#### Exercise
Find every line in the material that contains the word "spout", and copy each one in full. Case counts.

--- Provided records ---

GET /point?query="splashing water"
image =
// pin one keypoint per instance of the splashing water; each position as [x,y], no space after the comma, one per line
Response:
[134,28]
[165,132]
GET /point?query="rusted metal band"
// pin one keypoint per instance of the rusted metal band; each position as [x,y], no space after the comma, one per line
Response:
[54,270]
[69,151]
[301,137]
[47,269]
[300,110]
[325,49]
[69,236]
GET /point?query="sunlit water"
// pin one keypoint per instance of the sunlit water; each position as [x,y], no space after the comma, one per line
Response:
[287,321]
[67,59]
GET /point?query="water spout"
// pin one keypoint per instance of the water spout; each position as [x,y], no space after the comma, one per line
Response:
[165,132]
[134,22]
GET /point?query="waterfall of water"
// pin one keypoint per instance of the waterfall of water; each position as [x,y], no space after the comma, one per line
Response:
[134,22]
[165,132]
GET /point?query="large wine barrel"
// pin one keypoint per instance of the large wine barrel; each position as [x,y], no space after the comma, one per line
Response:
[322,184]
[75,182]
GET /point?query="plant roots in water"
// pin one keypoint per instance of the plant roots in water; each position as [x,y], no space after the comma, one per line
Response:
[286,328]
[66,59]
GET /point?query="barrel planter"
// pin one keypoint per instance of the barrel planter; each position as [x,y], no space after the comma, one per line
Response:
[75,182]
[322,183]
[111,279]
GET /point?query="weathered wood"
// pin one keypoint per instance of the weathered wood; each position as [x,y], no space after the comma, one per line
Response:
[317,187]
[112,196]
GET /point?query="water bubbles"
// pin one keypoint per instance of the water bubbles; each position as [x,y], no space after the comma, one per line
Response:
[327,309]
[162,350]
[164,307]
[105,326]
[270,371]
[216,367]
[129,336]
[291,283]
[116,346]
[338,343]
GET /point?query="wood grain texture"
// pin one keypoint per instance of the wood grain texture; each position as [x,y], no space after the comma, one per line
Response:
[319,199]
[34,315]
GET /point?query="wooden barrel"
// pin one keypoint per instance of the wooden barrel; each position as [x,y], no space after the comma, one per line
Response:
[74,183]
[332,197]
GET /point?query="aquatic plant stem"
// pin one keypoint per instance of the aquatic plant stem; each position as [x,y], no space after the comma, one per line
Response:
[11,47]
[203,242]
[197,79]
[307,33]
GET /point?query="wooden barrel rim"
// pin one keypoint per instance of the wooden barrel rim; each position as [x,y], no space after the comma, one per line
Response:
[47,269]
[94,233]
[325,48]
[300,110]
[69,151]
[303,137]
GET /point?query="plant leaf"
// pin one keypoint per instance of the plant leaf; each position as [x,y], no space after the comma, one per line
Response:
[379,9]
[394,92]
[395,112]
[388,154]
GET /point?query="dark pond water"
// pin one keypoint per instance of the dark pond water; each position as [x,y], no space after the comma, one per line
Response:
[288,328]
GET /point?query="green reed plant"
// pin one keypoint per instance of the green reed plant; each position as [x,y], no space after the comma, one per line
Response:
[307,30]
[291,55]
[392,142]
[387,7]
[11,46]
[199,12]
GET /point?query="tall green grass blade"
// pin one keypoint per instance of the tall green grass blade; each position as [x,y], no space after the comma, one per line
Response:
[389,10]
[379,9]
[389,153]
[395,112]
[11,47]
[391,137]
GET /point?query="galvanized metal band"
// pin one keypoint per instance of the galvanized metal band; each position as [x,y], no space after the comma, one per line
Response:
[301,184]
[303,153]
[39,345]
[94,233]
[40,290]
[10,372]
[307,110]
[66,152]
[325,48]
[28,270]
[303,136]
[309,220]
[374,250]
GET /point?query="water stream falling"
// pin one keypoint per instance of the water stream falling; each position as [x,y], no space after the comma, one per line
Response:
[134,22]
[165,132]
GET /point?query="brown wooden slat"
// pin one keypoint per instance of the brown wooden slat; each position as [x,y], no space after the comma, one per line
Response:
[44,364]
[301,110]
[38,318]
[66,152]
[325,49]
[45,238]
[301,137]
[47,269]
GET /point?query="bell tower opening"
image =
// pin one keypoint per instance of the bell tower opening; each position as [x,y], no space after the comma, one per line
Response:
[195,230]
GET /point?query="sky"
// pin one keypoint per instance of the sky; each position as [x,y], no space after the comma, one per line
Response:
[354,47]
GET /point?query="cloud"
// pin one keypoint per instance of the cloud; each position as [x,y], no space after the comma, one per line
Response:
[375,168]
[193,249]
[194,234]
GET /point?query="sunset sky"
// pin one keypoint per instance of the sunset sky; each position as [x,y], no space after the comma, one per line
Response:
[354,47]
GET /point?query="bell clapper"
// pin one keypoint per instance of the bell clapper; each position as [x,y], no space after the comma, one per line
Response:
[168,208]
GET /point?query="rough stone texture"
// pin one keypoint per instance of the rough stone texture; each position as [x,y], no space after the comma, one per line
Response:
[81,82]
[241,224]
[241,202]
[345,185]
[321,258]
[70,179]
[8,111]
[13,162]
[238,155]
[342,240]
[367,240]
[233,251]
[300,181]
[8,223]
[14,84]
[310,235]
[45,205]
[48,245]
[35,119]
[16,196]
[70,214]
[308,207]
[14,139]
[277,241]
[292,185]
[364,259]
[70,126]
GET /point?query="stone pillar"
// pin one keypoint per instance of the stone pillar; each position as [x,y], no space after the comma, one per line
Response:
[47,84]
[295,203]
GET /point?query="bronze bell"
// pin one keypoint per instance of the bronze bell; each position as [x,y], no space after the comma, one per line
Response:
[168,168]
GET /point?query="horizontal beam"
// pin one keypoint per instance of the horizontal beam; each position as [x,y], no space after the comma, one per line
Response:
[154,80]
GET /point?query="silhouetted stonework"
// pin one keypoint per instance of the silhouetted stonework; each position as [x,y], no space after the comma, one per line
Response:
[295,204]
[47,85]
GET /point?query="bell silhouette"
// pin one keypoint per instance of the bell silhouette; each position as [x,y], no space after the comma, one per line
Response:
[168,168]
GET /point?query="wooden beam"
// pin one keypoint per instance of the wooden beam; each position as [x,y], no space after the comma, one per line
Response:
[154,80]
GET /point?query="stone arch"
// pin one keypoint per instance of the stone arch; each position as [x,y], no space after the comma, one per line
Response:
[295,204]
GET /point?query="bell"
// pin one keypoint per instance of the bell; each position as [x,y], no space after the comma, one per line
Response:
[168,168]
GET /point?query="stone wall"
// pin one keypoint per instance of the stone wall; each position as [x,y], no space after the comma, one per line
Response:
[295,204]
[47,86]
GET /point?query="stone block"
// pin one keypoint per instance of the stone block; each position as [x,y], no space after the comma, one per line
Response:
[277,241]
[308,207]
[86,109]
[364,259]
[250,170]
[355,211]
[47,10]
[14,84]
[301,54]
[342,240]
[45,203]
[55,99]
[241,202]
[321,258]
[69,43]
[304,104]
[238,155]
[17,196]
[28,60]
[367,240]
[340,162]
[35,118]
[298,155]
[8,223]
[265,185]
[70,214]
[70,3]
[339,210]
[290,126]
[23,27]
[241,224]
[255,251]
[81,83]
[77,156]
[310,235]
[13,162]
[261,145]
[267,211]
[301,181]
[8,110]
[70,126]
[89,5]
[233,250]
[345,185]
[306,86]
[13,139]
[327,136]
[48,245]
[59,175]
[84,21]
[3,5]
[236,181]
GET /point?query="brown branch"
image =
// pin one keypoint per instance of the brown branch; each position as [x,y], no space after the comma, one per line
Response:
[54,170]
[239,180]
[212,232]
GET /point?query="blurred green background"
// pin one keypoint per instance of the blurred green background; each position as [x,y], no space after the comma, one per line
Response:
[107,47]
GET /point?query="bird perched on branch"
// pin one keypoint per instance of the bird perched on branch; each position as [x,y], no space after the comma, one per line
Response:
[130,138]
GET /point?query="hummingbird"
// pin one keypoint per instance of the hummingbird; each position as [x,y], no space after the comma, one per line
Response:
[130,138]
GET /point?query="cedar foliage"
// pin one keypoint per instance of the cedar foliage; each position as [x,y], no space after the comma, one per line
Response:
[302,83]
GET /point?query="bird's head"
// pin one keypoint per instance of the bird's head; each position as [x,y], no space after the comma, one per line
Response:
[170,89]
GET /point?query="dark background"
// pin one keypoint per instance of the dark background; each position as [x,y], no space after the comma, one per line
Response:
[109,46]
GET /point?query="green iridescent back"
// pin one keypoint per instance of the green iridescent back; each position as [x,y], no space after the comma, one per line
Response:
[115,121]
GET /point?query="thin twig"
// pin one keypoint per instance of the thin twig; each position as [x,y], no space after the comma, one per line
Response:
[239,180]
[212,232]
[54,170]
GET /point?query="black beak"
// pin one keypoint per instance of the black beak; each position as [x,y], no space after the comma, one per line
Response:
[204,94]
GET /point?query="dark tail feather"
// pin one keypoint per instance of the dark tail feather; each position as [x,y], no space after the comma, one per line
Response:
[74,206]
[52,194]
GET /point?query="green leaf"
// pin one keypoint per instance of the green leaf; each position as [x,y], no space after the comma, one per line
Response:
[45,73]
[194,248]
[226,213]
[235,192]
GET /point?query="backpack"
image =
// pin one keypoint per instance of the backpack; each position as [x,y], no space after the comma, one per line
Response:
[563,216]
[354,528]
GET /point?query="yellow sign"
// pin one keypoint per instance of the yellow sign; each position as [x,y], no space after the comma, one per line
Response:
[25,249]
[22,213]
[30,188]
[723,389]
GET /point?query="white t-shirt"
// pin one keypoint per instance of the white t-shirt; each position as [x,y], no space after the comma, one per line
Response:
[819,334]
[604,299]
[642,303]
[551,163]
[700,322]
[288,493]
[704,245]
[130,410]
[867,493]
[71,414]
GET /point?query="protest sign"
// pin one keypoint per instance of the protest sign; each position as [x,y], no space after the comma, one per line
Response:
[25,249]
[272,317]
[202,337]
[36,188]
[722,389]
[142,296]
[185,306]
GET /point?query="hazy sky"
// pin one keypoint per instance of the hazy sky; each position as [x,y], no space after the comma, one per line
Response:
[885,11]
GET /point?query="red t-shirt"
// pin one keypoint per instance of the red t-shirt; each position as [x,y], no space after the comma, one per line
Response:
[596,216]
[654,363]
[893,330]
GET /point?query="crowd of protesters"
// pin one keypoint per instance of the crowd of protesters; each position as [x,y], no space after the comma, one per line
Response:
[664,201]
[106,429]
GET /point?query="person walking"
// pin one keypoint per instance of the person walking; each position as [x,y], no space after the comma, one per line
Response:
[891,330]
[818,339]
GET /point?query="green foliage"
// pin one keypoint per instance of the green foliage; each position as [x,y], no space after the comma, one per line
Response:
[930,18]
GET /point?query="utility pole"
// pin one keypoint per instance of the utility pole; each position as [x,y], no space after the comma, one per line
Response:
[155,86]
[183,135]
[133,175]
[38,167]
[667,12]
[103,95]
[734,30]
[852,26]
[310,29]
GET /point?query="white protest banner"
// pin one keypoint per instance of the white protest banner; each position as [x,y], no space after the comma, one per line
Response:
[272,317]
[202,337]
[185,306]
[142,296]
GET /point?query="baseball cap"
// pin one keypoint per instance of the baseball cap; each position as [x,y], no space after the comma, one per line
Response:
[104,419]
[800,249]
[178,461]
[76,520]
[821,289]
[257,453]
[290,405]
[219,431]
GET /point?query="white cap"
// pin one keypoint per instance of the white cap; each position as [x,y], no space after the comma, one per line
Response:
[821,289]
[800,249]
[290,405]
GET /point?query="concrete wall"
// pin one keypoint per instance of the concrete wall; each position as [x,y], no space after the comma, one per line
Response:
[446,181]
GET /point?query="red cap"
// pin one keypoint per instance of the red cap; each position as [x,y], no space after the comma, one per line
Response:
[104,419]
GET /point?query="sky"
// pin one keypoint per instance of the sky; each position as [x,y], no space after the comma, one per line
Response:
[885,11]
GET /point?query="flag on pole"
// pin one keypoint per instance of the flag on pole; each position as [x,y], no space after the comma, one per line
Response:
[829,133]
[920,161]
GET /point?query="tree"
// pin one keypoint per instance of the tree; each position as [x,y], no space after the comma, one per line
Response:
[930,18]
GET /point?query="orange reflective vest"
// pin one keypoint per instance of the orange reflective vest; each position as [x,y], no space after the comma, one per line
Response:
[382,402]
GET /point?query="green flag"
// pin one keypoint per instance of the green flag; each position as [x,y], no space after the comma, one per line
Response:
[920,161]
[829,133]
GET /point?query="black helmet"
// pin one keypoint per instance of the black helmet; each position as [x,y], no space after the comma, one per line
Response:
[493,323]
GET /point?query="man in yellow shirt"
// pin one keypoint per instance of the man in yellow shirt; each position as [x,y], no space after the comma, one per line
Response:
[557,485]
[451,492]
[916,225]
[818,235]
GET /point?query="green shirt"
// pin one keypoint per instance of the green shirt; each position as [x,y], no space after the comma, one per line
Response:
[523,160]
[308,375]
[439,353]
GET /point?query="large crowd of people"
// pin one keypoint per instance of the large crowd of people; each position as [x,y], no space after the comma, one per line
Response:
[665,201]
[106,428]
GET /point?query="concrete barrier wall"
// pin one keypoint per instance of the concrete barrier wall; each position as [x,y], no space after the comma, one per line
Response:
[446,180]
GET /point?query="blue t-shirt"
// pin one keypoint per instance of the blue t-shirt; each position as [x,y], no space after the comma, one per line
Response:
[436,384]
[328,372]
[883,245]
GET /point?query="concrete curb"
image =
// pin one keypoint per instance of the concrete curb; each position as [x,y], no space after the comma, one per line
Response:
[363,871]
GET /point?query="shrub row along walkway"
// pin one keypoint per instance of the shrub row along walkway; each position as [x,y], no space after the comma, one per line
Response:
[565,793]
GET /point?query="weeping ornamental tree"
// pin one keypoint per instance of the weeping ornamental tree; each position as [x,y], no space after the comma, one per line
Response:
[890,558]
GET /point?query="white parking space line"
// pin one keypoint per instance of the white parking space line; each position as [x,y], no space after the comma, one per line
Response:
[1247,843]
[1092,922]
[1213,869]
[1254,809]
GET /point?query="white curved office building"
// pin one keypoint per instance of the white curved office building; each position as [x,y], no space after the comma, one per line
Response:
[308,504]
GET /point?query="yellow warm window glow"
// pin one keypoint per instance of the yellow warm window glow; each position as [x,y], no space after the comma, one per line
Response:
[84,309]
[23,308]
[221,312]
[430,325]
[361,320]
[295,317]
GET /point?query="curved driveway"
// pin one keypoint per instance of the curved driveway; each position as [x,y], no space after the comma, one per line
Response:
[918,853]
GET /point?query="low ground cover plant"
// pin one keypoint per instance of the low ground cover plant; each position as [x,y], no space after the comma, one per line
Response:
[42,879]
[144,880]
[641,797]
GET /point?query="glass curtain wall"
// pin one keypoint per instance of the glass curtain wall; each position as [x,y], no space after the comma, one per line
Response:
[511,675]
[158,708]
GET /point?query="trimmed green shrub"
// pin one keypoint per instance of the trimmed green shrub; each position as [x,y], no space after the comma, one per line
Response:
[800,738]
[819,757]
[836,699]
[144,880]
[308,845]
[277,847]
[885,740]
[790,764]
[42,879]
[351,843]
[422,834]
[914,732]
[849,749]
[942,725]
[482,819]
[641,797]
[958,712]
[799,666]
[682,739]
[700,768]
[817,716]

---

#### Result of the task
GET /point?query="water spout"
// pin one keypoint per instance of the water spout; each position as [x,y], no space after the comma, one per line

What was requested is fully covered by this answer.